### Given problem A
Answer these questions from the DevOps passage below:
(i) What did IBM automate when it first tried to speed up its software releases?
(ii) Where did IBM later find the problem actually was?
(iii) What three things does a formalized feedback loop bring?

### Text passage
--- start ---

Another example comes from IBM in early 2000s. IBM started their DevOps journey to speed up their software releases. But unable to achieve so, they assumed that the problem is with code deployment and automated it. Still, did not achieve results. Later they discovered the problem was with operational and development environment. Again, establishing a relevant DevOps feedback loop would have given the expected results.

This is the early 2000s scenario, companies failed, changed strategies and now, they are maturing in DevOps. But still things that seem obvious go wrong with the broken feedback loop. The DevOps measurement and feedback loop places a set of rules to roll back to the original state or not to introduce any new changes without reaching the threshold of the test code coverage. A customized feedback loop and process is necessary for every organization to act as a control center to alter the course early when things go wrong.

How to set up a continuous feedback loop for DevOps

Continuous Feedback Loop–Delivering Quality Application at Light-speed

DevOps teams run into a bottleneck when feedback is not timely, pulling the whole release timeline backwards. A formalized feedback loop brings Agility, Quality and Customer-centricity.

--- end ---

Rows from a pointing dataset
--- start ---

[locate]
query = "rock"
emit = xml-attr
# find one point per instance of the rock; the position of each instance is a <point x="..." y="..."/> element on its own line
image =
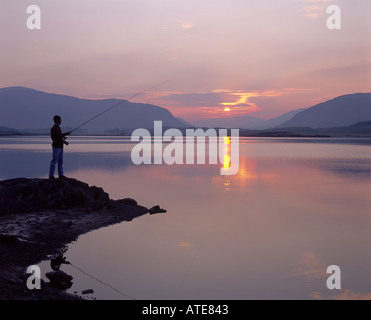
<point x="127" y="201"/>
<point x="59" y="279"/>
<point x="87" y="291"/>
<point x="5" y="238"/>
<point x="41" y="194"/>
<point x="156" y="209"/>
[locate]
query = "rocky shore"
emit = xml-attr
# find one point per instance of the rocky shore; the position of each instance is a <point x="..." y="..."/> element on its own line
<point x="40" y="217"/>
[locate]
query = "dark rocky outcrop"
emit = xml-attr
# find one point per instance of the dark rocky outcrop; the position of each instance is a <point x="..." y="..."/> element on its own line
<point x="40" y="217"/>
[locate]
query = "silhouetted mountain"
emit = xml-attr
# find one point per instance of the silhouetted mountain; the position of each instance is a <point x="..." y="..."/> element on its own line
<point x="339" y="112"/>
<point x="274" y="122"/>
<point x="28" y="109"/>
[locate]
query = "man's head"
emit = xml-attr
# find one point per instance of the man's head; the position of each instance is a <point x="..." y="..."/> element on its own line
<point x="57" y="120"/>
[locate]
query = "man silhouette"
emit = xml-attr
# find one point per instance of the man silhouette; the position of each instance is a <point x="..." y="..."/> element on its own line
<point x="58" y="139"/>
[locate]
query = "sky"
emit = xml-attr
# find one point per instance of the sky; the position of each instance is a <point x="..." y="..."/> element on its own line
<point x="222" y="57"/>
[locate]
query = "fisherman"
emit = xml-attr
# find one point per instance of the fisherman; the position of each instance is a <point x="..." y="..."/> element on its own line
<point x="59" y="139"/>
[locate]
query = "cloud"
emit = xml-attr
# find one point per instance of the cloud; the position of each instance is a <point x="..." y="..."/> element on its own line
<point x="312" y="9"/>
<point x="311" y="267"/>
<point x="187" y="25"/>
<point x="185" y="245"/>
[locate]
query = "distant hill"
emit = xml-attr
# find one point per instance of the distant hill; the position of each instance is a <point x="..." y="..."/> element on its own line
<point x="339" y="112"/>
<point x="29" y="110"/>
<point x="274" y="122"/>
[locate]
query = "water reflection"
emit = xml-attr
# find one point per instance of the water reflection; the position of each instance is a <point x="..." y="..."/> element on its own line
<point x="268" y="232"/>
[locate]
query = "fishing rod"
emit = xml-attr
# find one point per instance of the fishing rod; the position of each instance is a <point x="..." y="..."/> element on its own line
<point x="125" y="100"/>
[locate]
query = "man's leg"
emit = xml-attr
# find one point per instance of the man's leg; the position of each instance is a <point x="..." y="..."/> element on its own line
<point x="54" y="161"/>
<point x="60" y="163"/>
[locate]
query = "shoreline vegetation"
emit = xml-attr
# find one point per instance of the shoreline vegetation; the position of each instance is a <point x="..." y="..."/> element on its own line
<point x="40" y="217"/>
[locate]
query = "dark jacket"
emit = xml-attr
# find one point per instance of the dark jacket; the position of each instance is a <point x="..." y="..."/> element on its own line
<point x="57" y="136"/>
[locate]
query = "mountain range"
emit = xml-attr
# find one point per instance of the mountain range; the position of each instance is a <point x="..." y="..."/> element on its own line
<point x="31" y="111"/>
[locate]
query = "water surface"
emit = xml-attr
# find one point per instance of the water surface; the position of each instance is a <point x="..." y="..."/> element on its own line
<point x="295" y="207"/>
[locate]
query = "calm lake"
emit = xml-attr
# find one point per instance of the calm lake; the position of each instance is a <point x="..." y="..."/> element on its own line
<point x="295" y="207"/>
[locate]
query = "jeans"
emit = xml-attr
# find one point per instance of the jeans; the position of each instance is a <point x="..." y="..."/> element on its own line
<point x="57" y="158"/>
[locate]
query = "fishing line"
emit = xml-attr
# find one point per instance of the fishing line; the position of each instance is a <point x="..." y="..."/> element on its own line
<point x="125" y="100"/>
<point x="100" y="281"/>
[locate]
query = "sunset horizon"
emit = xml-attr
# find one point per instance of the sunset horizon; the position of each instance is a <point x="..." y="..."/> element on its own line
<point x="222" y="59"/>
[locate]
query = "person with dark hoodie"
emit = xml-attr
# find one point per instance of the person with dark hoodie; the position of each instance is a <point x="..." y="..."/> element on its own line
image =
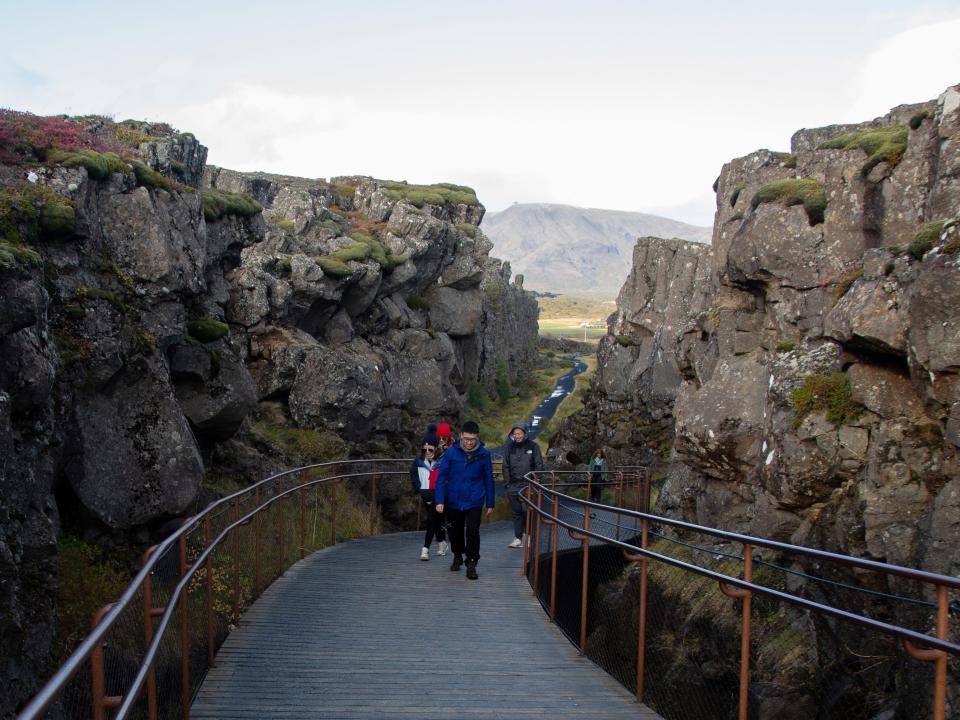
<point x="423" y="478"/>
<point x="520" y="456"/>
<point x="464" y="485"/>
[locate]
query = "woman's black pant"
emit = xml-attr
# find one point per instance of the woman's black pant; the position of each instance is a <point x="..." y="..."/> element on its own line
<point x="465" y="522"/>
<point x="434" y="524"/>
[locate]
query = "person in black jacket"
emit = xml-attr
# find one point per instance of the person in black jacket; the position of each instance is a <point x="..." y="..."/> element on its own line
<point x="520" y="456"/>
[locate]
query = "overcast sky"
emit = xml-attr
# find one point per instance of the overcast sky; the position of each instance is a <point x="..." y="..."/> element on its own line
<point x="621" y="105"/>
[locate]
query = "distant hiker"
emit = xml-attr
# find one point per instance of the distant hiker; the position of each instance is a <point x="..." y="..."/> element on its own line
<point x="423" y="477"/>
<point x="520" y="456"/>
<point x="598" y="474"/>
<point x="464" y="485"/>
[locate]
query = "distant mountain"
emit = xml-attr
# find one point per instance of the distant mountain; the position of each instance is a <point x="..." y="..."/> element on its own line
<point x="566" y="249"/>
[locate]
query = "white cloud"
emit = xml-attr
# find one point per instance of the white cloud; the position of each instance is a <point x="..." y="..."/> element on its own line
<point x="913" y="66"/>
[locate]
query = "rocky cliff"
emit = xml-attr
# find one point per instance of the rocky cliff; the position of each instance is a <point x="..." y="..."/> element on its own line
<point x="566" y="249"/>
<point x="807" y="364"/>
<point x="800" y="379"/>
<point x="164" y="321"/>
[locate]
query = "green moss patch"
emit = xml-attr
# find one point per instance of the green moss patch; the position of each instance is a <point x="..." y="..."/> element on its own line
<point x="218" y="204"/>
<point x="826" y="393"/>
<point x="467" y="229"/>
<point x="438" y="194"/>
<point x="886" y="144"/>
<point x="311" y="445"/>
<point x="416" y="302"/>
<point x="207" y="329"/>
<point x="333" y="267"/>
<point x="99" y="165"/>
<point x="844" y="283"/>
<point x="927" y="236"/>
<point x="808" y="192"/>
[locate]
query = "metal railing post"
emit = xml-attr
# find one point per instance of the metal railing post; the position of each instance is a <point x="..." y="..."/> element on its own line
<point x="527" y="544"/>
<point x="303" y="522"/>
<point x="184" y="633"/>
<point x="936" y="656"/>
<point x="373" y="504"/>
<point x="746" y="596"/>
<point x="209" y="568"/>
<point x="333" y="512"/>
<point x="553" y="561"/>
<point x="101" y="701"/>
<point x="257" y="529"/>
<point x="280" y="523"/>
<point x="149" y="613"/>
<point x="642" y="612"/>
<point x="536" y="552"/>
<point x="236" y="559"/>
<point x="585" y="581"/>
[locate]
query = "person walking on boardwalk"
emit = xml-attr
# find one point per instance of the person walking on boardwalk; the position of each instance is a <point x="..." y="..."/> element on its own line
<point x="464" y="486"/>
<point x="598" y="474"/>
<point x="520" y="456"/>
<point x="423" y="477"/>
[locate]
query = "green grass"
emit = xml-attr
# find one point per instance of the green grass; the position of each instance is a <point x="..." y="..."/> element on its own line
<point x="495" y="419"/>
<point x="844" y="283"/>
<point x="312" y="445"/>
<point x="467" y="229"/>
<point x="438" y="194"/>
<point x="207" y="329"/>
<point x="99" y="166"/>
<point x="333" y="267"/>
<point x="416" y="302"/>
<point x="825" y="393"/>
<point x="220" y="203"/>
<point x="927" y="236"/>
<point x="806" y="191"/>
<point x="886" y="144"/>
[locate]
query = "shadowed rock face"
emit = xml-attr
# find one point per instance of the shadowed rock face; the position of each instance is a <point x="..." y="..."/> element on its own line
<point x="718" y="355"/>
<point x="791" y="303"/>
<point x="138" y="356"/>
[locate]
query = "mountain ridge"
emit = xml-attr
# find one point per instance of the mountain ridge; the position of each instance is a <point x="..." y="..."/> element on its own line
<point x="565" y="249"/>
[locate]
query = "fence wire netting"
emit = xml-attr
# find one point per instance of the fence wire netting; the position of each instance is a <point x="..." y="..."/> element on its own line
<point x="802" y="663"/>
<point x="313" y="514"/>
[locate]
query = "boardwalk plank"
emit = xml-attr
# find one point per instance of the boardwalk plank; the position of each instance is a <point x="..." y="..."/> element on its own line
<point x="367" y="630"/>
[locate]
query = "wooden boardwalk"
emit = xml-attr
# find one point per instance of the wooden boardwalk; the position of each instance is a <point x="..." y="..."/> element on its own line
<point x="367" y="630"/>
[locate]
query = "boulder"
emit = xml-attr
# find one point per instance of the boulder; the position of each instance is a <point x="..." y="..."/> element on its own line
<point x="133" y="456"/>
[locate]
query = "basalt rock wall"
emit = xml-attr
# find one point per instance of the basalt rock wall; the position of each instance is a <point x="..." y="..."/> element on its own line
<point x="810" y="381"/>
<point x="165" y="326"/>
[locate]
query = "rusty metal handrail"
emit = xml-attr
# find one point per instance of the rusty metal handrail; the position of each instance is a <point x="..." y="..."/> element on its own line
<point x="106" y="618"/>
<point x="935" y="648"/>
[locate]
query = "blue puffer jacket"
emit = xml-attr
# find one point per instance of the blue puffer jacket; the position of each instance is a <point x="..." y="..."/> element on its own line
<point x="464" y="481"/>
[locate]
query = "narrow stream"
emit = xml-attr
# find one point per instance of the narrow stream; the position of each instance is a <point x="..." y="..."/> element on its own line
<point x="546" y="409"/>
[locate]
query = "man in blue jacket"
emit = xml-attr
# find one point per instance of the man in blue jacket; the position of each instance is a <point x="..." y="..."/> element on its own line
<point x="464" y="485"/>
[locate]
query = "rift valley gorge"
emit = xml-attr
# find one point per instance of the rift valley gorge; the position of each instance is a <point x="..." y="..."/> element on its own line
<point x="167" y="324"/>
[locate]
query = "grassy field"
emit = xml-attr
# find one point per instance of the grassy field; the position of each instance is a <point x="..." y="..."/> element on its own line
<point x="571" y="403"/>
<point x="570" y="328"/>
<point x="562" y="317"/>
<point x="496" y="418"/>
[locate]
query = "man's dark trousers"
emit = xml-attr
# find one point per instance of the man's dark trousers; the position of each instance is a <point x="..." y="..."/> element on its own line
<point x="516" y="509"/>
<point x="468" y="520"/>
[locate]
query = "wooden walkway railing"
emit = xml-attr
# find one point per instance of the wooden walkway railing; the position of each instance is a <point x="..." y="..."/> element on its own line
<point x="367" y="630"/>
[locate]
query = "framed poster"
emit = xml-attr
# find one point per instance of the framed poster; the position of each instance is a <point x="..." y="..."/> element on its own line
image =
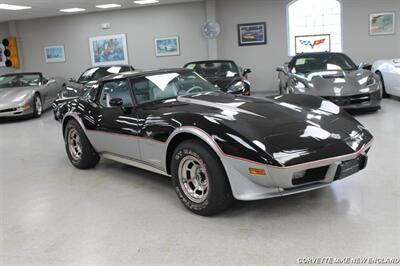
<point x="54" y="54"/>
<point x="312" y="43"/>
<point x="252" y="33"/>
<point x="2" y="56"/>
<point x="108" y="50"/>
<point x="167" y="46"/>
<point x="382" y="23"/>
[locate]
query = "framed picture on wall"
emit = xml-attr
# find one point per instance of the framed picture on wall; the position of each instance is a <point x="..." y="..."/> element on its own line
<point x="312" y="43"/>
<point x="167" y="46"/>
<point x="54" y="54"/>
<point x="382" y="23"/>
<point x="2" y="56"/>
<point x="108" y="50"/>
<point x="252" y="33"/>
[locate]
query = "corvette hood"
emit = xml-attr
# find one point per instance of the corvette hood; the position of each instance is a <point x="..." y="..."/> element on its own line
<point x="223" y="83"/>
<point x="12" y="97"/>
<point x="335" y="83"/>
<point x="287" y="132"/>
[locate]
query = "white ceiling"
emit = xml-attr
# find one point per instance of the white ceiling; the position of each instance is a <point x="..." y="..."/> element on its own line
<point x="50" y="8"/>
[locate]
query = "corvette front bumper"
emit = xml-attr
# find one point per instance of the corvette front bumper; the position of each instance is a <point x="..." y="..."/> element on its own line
<point x="281" y="181"/>
<point x="15" y="112"/>
<point x="359" y="101"/>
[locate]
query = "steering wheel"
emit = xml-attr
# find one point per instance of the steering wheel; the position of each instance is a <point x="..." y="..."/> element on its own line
<point x="194" y="89"/>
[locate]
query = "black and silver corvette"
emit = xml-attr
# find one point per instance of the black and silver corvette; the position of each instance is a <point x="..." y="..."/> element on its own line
<point x="333" y="76"/>
<point x="89" y="77"/>
<point x="216" y="146"/>
<point x="226" y="74"/>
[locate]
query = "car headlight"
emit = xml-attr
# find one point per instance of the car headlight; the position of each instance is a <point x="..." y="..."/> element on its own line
<point x="298" y="86"/>
<point x="371" y="81"/>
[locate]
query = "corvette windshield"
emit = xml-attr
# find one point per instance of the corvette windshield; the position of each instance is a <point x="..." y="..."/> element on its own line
<point x="97" y="73"/>
<point x="215" y="69"/>
<point x="169" y="85"/>
<point x="19" y="80"/>
<point x="322" y="62"/>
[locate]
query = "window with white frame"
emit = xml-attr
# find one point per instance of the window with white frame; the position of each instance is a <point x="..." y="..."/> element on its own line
<point x="315" y="17"/>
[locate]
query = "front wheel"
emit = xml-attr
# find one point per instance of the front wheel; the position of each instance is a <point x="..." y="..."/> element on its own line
<point x="37" y="106"/>
<point x="80" y="151"/>
<point x="384" y="93"/>
<point x="199" y="179"/>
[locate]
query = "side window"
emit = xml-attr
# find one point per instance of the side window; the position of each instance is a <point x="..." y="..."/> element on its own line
<point x="153" y="88"/>
<point x="115" y="89"/>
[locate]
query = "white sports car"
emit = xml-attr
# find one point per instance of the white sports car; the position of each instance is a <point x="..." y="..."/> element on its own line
<point x="389" y="71"/>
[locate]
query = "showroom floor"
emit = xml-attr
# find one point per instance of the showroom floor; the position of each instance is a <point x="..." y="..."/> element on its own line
<point x="52" y="213"/>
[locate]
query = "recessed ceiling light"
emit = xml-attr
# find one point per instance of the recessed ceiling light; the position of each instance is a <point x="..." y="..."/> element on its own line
<point x="72" y="10"/>
<point x="146" y="2"/>
<point x="14" y="7"/>
<point x="108" y="6"/>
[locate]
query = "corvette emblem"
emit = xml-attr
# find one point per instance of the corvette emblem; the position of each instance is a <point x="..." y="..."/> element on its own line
<point x="315" y="43"/>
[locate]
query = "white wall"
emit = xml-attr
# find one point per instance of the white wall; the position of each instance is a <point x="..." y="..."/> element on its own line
<point x="3" y="34"/>
<point x="356" y="39"/>
<point x="264" y="59"/>
<point x="141" y="25"/>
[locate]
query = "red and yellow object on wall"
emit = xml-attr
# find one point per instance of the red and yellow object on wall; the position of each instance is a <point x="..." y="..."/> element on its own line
<point x="11" y="52"/>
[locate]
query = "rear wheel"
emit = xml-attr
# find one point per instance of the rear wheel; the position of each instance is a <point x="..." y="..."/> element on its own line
<point x="37" y="106"/>
<point x="80" y="151"/>
<point x="384" y="94"/>
<point x="199" y="178"/>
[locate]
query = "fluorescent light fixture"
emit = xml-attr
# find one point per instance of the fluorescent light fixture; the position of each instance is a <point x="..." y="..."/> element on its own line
<point x="146" y="2"/>
<point x="13" y="7"/>
<point x="108" y="6"/>
<point x="72" y="10"/>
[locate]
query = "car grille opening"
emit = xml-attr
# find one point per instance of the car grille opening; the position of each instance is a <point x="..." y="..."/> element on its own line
<point x="8" y="110"/>
<point x="348" y="100"/>
<point x="311" y="175"/>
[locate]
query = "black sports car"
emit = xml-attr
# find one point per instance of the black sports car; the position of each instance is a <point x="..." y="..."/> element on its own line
<point x="333" y="76"/>
<point x="89" y="78"/>
<point x="216" y="146"/>
<point x="228" y="76"/>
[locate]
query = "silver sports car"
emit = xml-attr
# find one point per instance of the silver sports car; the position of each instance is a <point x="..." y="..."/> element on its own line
<point x="333" y="76"/>
<point x="24" y="94"/>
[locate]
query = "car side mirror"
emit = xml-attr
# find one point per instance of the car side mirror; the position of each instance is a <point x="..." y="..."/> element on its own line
<point x="246" y="71"/>
<point x="365" y="66"/>
<point x="116" y="102"/>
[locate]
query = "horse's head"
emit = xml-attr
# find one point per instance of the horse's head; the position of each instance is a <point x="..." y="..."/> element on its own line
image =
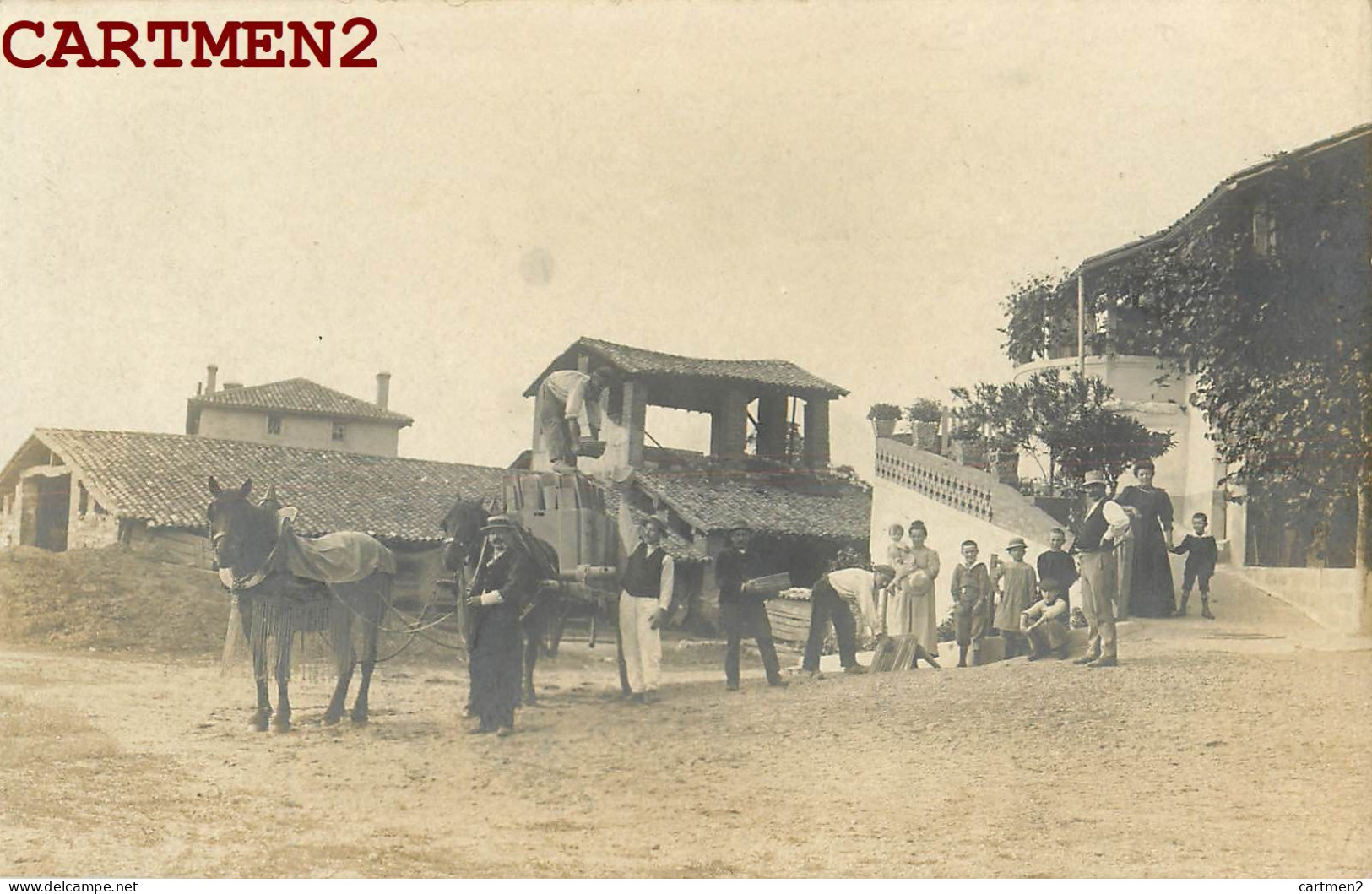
<point x="241" y="531"/>
<point x="463" y="525"/>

--- end ---

### Given problem B
How many lines of the records contain the string "with"? Case matters; reply only the number.

### Full answer A
(i) Code deployment.
(ii) In the operational and development environment.
(iii) Agility, Quality and Customer-centricity.

### Full answer B
4